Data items
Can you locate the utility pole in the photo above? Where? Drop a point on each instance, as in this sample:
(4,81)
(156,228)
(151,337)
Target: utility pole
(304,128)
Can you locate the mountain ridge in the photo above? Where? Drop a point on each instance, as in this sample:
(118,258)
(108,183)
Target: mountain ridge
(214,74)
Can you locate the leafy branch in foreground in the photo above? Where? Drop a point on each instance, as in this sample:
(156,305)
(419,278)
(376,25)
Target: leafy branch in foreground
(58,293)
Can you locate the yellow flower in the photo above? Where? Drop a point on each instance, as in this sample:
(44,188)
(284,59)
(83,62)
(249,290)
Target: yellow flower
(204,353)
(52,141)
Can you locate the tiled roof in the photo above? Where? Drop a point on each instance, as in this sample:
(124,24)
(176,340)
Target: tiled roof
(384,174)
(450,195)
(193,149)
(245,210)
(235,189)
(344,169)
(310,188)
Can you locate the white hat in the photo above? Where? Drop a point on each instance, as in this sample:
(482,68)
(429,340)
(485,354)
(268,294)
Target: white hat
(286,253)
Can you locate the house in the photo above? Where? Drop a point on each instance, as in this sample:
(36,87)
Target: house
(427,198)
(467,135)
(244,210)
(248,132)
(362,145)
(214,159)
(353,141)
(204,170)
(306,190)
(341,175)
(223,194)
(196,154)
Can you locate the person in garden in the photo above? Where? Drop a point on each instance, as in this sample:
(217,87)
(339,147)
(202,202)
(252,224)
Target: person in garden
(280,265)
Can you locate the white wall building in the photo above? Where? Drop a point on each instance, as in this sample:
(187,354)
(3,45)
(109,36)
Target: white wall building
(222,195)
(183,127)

## Try it
What you return must match the records exactly, line for line.

## Result of the task
Can you locate the utility pole in the photo above? Where? Drop a point on each instance, as in this sample:
(4,81)
(156,228)
(151,337)
Target: utility pole
(304,128)
Can you locate the mountain ridge in the photo above? Where? Drop a point on each instance, as in this sample:
(118,258)
(108,183)
Target: mountain ridge
(214,74)
Can you locate the leafy branch in foreground in the photo above? Where? Drop a point on each instance, as in this sample:
(156,305)
(419,278)
(376,25)
Target: leafy branch in foreground
(58,293)
Can you locate the yellow flower in the photo above? Where? Drop a point on each instance, as in this sample:
(44,188)
(284,59)
(83,62)
(249,290)
Target: yellow flower
(204,353)
(52,141)
Can you locate the tiled roof in the photo above? Where? Drop a point on each instance, as in this sample:
(124,24)
(176,340)
Target: tiled roof
(384,174)
(450,195)
(193,149)
(245,210)
(235,189)
(344,169)
(310,188)
Can you locate the white hat in the photo above? Where? Drop a point on each instance, as in this sample:
(482,68)
(429,340)
(485,354)
(268,294)
Target: white hat
(286,253)
Can you locate the house in the photo above? Where? Drop a point on each instance, as in this sample:
(36,87)
Target: house
(427,198)
(467,135)
(244,210)
(248,132)
(362,145)
(214,159)
(353,141)
(204,170)
(306,190)
(341,175)
(223,194)
(196,154)
Can you locate the person in garden in the photo above? Where? Drop a point on each instance, as in this sample:
(217,87)
(339,147)
(202,202)
(252,224)
Target: person in garden
(280,265)
Can you locate the white wall building in the photo above? Where? Drop a point on each instance, as in this sample:
(187,354)
(3,45)
(109,36)
Target: white wall building
(222,195)
(183,127)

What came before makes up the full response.